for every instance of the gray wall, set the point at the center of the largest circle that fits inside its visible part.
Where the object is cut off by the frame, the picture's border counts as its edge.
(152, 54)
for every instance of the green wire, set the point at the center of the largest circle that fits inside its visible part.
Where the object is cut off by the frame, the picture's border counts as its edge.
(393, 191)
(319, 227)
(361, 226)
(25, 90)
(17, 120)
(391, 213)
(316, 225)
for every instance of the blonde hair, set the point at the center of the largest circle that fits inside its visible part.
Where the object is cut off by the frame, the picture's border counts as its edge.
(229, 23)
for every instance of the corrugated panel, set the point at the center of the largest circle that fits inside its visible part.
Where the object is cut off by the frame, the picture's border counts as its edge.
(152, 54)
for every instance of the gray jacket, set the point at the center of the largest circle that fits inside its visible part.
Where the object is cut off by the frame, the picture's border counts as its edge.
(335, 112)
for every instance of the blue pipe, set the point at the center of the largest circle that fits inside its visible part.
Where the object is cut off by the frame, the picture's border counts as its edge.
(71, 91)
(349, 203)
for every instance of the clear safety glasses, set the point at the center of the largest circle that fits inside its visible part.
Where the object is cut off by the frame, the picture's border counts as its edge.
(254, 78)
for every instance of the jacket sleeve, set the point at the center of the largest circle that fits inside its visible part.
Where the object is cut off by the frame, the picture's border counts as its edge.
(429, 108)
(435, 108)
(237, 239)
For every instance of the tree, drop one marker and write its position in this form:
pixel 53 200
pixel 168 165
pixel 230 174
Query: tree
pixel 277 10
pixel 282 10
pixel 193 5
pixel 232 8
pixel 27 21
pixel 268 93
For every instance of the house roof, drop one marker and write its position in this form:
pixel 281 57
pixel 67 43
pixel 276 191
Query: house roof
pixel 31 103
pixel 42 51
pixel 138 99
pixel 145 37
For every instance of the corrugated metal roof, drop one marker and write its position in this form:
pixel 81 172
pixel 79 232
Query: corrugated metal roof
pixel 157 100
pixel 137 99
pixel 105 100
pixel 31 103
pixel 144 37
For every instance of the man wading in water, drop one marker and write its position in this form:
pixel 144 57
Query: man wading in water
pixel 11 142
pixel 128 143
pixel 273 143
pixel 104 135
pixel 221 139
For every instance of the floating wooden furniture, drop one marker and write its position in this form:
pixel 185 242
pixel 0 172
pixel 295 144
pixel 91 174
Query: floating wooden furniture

----------------------------------------

» **Try it**: For this exercise, repeat exactly the lines of the data above from the one with "pixel 79 232" down to the one with "pixel 144 57", both end lines included.

» **Answer to the problem**:
pixel 79 232
Query: corrugated metal roof
pixel 157 100
pixel 137 99
pixel 105 100
pixel 31 103
pixel 144 37
For every instance of the man wading in water, drop one marker and write its position in this form:
pixel 144 57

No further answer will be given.